> What is required
The line with "If you could tag each instance of the white work" marks where to begin. Please copy it and each line after it to the end of the records below, exactly.

> Information supplied
· · · ·

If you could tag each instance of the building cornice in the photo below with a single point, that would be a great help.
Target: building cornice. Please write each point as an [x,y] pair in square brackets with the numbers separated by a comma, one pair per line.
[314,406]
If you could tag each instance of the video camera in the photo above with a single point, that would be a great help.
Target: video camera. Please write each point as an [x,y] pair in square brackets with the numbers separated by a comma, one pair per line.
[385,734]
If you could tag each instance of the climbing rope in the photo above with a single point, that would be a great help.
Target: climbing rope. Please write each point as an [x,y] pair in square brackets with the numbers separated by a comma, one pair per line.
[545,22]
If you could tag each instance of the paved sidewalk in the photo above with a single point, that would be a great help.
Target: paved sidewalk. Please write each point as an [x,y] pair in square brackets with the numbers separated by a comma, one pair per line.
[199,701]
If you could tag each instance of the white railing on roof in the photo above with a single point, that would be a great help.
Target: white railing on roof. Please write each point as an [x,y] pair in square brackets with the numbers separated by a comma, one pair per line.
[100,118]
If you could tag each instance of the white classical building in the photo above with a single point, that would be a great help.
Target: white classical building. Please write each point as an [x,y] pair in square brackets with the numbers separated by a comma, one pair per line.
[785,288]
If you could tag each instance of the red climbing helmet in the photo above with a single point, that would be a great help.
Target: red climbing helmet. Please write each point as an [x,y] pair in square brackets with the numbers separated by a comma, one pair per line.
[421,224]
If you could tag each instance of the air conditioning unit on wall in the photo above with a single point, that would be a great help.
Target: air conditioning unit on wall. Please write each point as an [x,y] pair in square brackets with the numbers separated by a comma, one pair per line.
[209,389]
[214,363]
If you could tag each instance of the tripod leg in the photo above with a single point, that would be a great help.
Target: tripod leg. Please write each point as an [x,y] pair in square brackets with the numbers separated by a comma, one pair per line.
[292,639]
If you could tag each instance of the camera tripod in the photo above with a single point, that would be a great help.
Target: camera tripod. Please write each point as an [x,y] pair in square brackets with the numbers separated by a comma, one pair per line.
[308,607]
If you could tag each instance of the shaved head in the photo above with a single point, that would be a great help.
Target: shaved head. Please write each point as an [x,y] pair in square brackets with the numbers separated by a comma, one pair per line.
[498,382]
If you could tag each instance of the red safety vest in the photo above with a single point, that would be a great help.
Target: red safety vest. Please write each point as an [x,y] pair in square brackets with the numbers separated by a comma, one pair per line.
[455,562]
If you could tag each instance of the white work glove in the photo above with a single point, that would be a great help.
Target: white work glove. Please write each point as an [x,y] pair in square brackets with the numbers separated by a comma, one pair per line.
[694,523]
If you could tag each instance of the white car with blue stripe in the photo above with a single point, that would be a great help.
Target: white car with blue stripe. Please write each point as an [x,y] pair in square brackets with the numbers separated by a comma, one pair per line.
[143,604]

· · · ·

> Solution to the exercise
If you could tag each instance of the white work glove in the photo above with a single point, that would be a great help.
Target: white work glove. Please write each point as an [x,y] pair in square brackets with the numbers separated by a comma, one pair per line.
[694,523]
If you could tag each instance of the white car with blue stripe in the photo above with a single point, that would be a great help.
Target: white car with blue stripe. Please write each point as an [x,y] pair in square brackets with the numbers separated by a comma, one pair per line.
[143,604]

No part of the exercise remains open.